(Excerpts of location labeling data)
---------------
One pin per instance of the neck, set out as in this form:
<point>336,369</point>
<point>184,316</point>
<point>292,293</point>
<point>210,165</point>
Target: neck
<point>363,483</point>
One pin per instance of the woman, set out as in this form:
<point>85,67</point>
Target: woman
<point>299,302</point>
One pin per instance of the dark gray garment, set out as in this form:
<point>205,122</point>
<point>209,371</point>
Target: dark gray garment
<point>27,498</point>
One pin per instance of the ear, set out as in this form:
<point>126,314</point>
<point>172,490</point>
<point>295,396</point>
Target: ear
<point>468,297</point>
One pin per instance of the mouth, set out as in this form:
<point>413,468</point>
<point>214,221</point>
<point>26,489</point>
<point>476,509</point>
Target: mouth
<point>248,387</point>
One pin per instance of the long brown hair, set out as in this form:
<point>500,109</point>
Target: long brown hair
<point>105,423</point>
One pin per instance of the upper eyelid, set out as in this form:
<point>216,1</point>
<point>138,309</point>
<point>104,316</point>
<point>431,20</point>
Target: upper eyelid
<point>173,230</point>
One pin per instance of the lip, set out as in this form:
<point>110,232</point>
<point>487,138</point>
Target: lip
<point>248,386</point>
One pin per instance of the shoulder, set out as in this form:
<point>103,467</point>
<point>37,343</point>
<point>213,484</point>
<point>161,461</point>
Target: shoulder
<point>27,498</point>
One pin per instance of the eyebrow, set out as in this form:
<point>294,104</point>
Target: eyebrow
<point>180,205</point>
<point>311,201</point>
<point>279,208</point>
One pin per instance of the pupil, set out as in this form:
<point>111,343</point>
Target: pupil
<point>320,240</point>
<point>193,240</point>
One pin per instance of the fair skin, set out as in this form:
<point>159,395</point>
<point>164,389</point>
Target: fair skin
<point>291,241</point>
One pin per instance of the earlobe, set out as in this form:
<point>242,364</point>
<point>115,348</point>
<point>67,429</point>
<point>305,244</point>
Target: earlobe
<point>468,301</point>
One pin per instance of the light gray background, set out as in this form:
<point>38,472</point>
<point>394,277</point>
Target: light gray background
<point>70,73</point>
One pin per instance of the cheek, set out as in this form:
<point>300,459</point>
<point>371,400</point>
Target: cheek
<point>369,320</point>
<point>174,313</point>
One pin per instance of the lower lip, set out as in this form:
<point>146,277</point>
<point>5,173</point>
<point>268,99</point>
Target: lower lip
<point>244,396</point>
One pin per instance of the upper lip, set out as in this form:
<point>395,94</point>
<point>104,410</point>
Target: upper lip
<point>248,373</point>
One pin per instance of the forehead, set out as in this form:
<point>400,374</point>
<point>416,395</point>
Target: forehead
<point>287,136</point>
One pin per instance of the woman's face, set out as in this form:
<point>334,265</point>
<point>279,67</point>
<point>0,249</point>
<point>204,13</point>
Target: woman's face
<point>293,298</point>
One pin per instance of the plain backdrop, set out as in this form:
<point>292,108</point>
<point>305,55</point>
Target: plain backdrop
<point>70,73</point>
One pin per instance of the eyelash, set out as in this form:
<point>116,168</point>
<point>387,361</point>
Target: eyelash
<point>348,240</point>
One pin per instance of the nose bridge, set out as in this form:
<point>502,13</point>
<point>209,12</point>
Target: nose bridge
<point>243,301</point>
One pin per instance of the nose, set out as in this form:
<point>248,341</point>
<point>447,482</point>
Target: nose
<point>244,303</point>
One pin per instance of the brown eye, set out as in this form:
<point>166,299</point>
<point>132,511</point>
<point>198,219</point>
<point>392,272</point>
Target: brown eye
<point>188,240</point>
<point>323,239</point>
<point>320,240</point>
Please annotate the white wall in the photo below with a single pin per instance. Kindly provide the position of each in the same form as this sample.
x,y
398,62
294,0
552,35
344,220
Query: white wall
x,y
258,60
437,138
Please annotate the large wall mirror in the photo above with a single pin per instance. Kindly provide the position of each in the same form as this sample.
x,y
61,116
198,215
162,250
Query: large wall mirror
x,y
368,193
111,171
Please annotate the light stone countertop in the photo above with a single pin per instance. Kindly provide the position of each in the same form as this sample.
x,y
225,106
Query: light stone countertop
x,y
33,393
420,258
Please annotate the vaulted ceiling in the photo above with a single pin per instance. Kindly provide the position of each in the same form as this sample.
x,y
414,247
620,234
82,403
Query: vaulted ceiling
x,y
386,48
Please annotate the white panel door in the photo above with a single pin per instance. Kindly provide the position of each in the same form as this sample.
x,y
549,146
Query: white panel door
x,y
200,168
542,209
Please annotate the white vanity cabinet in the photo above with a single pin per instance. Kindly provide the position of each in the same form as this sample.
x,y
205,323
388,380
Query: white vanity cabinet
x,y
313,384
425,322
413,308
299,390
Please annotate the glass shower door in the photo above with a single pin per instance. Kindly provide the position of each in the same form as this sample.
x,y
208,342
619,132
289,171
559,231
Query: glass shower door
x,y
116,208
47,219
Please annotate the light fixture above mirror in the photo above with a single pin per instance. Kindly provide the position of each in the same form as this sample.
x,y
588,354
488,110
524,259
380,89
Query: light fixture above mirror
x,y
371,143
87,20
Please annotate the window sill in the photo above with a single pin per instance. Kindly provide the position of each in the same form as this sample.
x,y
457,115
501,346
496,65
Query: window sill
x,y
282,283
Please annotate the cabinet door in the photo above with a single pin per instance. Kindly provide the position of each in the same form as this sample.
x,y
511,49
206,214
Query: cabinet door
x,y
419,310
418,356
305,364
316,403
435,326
---------------
Copy out all of the records shown above exactly.

Output:
One pin per instance of the neck, set out as in this form:
<point>336,369</point>
<point>184,316</point>
<point>292,293</point>
<point>210,165</point>
Target: neck
<point>363,483</point>
One pin per instance of the woman, set out as in this form:
<point>85,67</point>
Target: woman
<point>299,302</point>
One pin per instance of the dark gray garment, set out as in this form:
<point>205,122</point>
<point>209,371</point>
Target: dark gray garment
<point>27,498</point>
One pin per instance of the ear, set out as in this form:
<point>126,314</point>
<point>172,490</point>
<point>295,396</point>
Target: ear
<point>468,297</point>
One pin per instance of the mouth, set out as in this form:
<point>413,468</point>
<point>214,221</point>
<point>26,489</point>
<point>476,509</point>
Target: mouth
<point>248,387</point>
One pin per instance of the long brown hair, set out as in this form:
<point>500,109</point>
Target: long brown hair
<point>105,423</point>
One pin per instance of the upper eyelid, set out as in this form:
<point>216,1</point>
<point>138,309</point>
<point>104,316</point>
<point>431,20</point>
Target: upper eyelid
<point>173,230</point>
One pin per instance of the lip, set out as in this form:
<point>110,232</point>
<point>487,138</point>
Target: lip
<point>248,386</point>
One pin per instance of the shoulder, set out as in this form:
<point>103,467</point>
<point>37,343</point>
<point>213,484</point>
<point>161,461</point>
Target: shoulder
<point>27,498</point>
One pin per instance of the eyebrow, set out as in this form:
<point>294,104</point>
Target: eyebrow
<point>180,205</point>
<point>311,201</point>
<point>279,208</point>
One pin per instance of the pupil, set out as in this form:
<point>111,343</point>
Target: pupil
<point>320,240</point>
<point>193,240</point>
One pin per instance of the fair skin, set out as in this form:
<point>159,395</point>
<point>164,389</point>
Target: fair skin
<point>291,241</point>
One pin per instance of the earlobe, set out as in this form:
<point>242,364</point>
<point>115,348</point>
<point>67,429</point>
<point>305,244</point>
Target: earlobe
<point>468,301</point>
One pin per instance of the light gray background, set out as in this form:
<point>38,472</point>
<point>394,277</point>
Target: light gray background
<point>70,73</point>
One pin per instance of the cheek, set out as in this form:
<point>300,459</point>
<point>371,400</point>
Target: cheek
<point>369,320</point>
<point>174,313</point>
One pin per instance of the lower lip, set out as in this form:
<point>146,277</point>
<point>5,173</point>
<point>268,99</point>
Target: lower lip
<point>244,396</point>
One pin per instance of the upper lip, set out as in this form:
<point>395,94</point>
<point>104,410</point>
Target: upper lip
<point>248,373</point>
One pin per instance of the forehead, set out as in this form:
<point>400,374</point>
<point>416,395</point>
Target: forehead
<point>287,136</point>
One pin per instance of the woman's face, set out as in this form:
<point>334,265</point>
<point>279,67</point>
<point>0,249</point>
<point>204,13</point>
Target: woman's face
<point>293,298</point>
One pin per instance of the plain backdrop, set out as in this form:
<point>292,108</point>
<point>305,55</point>
Target: plain backdrop
<point>70,73</point>
One pin per instance of the eyelash, set out as in this form:
<point>116,168</point>
<point>387,361</point>
Target: eyelash
<point>348,240</point>
One pin per instance of the nose bridge, set out as in this form:
<point>502,13</point>
<point>209,12</point>
Target: nose bridge
<point>243,301</point>
One pin per instance of the nose, set out as in this form:
<point>248,341</point>
<point>447,482</point>
Target: nose
<point>244,303</point>
One pin per instance of the brown eye, set out as in this form:
<point>166,299</point>
<point>132,511</point>
<point>198,219</point>
<point>392,272</point>
Target: brown eye
<point>188,240</point>
<point>323,239</point>
<point>320,240</point>
Please annotate the white wall in the photo below with a single pin per instance. Kindly provide the position of each in the same form as this sample.
x,y
398,62
294,0
552,35
344,220
Query: white wall
x,y
258,60
437,138
Please annotate the large wall mirror in the photo above with a single pin per instance. Kindly provide the position of each in the same form as this sample.
x,y
61,116
198,215
162,250
Query: large wall mirror
x,y
368,193
111,171
Please annotate the light stone countertop in the photo above with a single pin per instance. Kindly provide the position of each in the same form as this sample.
x,y
225,106
Query: light stone countertop
x,y
33,393
420,258
Please annotate the vaulted ceiling in the photo above with a single pin per instance. Kindly provide the position of each in the same form as this sample.
x,y
414,247
620,234
82,403
Query: vaulted ceiling
x,y
386,48
Please annotate the white panel door in the photo above with a single pin per instance. Kindly provide the position of each in the same form as this sample.
x,y
549,146
Query: white panel door
x,y
200,168
542,209
Please annotate the white vanity cabinet in the photo above with a single pin per instance. Kindly provide the position of each in the same form as this sample.
x,y
205,323
388,380
Query: white vanity cabinet
x,y
313,384
425,322
413,308
299,390
Please annotate the glass shower door in the photo above with a single pin per instance. Kindly provide the position of each in the same form as this sample.
x,y
208,342
619,132
289,171
559,231
Query: glass shower door
x,y
116,208
47,219
Please annotate the light fixture above mirror in the photo above with a single pin per instance. Kindly provide the position of each in the same form as this sample.
x,y
588,354
488,110
524,259
380,89
Query: light fixture above mirror
x,y
371,143
87,20
Please annotate the window sill in the photo above with a single pin per instance. Kindly provide the position of each in the same form as this sample.
x,y
457,115
501,346
496,65
Query: window sill
x,y
282,283
Please annotate the cabinet door in the photo above with a single pin per instance. Kindly provide the position of each in the same form as this sample.
x,y
511,49
206,214
Query: cabinet door
x,y
419,310
418,356
305,364
316,403
435,326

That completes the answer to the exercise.